→ Document passage
It’s still a small number compared to Australia’s famed Financials (25%) and Materials (20%) sectors. But perhaps we are witnessing the beginning of a structural shift in the Australian business landscape.
Conversely, the trend may only be temporary given the extremely favourable market conditions for growth-oriented technology companies in recent times. Cheap borrowing costs, a COVID induced tech stocks-frenzy and relentless commercial demand for increased productivity and innovation have all been strong tailwinds.
Australia’s “WAAAX stocks” have been the darlings of the Aussie tech movement. Wisetech (Logistics Software), Afterpay (Buy Now, Pay Later), Altium (Electronic Design Software), Appen (Artificial Intelligence) and Xero (Cloud Accounting) are five businesses that have certainly been beneficiaries of this supportive environment.
No one can dispute that recent performance has been outstanding. However, there are varying views on whether these companies are still worth investing in today, given the very lofty valuations and multiples they are now trading at.

→ Excerpted data
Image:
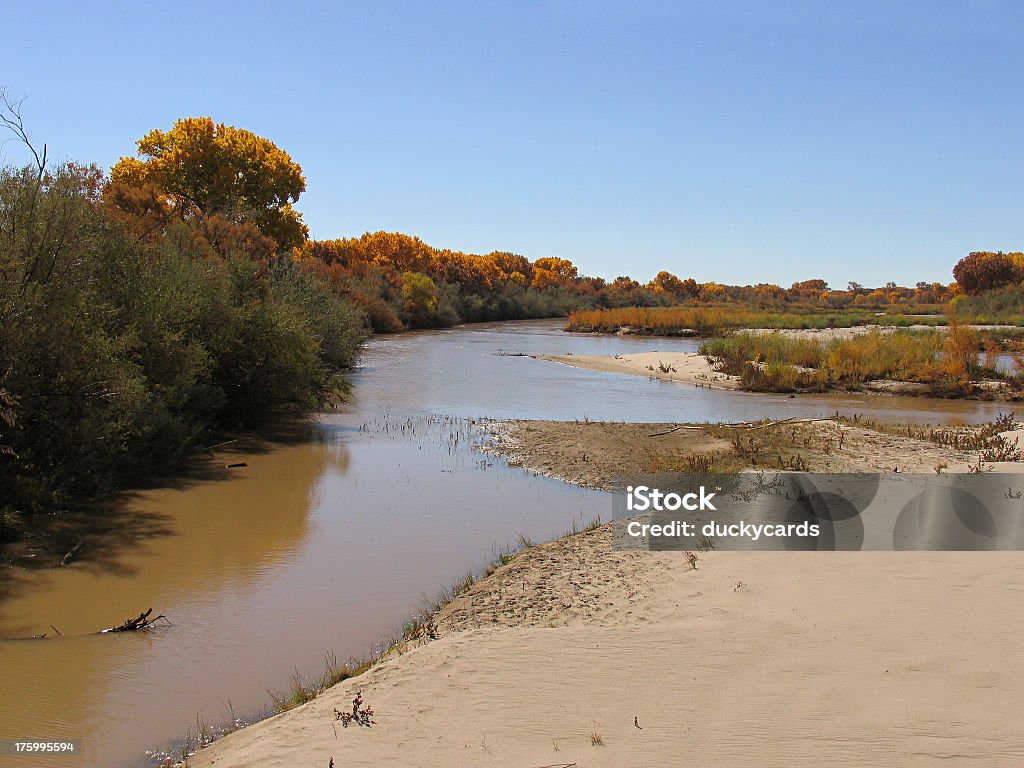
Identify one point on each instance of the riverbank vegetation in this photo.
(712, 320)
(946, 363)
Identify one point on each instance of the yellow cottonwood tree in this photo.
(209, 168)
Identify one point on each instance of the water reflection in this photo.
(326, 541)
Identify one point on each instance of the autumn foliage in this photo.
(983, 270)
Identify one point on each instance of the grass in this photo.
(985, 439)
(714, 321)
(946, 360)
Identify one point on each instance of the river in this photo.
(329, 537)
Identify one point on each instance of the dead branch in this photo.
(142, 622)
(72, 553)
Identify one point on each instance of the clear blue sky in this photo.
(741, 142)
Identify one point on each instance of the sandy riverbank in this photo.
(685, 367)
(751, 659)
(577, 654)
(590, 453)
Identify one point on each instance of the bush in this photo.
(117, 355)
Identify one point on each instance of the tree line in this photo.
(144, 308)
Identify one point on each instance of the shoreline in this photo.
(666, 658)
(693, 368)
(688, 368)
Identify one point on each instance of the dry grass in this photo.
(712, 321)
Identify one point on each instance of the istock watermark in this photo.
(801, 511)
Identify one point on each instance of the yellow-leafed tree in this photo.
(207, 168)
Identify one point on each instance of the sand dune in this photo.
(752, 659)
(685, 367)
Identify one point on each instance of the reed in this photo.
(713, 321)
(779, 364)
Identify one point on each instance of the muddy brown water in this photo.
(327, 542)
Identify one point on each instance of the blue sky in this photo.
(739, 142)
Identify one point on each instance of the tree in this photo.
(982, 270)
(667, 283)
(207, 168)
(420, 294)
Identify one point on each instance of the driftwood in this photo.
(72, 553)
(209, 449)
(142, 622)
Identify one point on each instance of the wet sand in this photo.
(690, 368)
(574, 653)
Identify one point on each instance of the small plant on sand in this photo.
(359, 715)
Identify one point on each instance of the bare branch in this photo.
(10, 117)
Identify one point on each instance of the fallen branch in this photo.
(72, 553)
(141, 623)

→ Task list
a. Which companies does the passage on Australian tech stocks name as the "WAAAX stocks"?
b. Write a continuation of the passage on Australian tech stocks, starting right after its final sentence.

→ Answer list
a. Wisetech, Afterpay, Altium, Appen and Xero.

b.
A conventional approach to valuing share prices would have us consider a company’s current price relative to its expected future earnings, in determining whether the share price is over or undervalued.
The average IT tech stocks company is currently trading at a PE multiple of 79, while the average company on the ASX 200 is currently trading at a multiple of 20.5. What this effectively tells us is that investors are currently willing to buy shares in tech companies at almost four times the price that they would otherwise pay for another company, with the same level of expected earnings. Based on this chart alone, you certainly couldn’t fault an investor drawing the conclusion that tech stocks may be a touch overpriced.
However, Afterpay’s departing CFO, Luke Bortoli, has a different take. In an interview with the Australian Financial Review, Bortoli suggests that such business valuations may be justified. Alluding to Afterpay’s Total Addressable Market (T.A.M.) of $5 trillion in the US and the business’s phenomenal growth trajectory, Bortoli declared “that sort of growth naturally commands a high multiple”. At the time of writing Afterpay’s Price to Earnings, multiple was north of 1000.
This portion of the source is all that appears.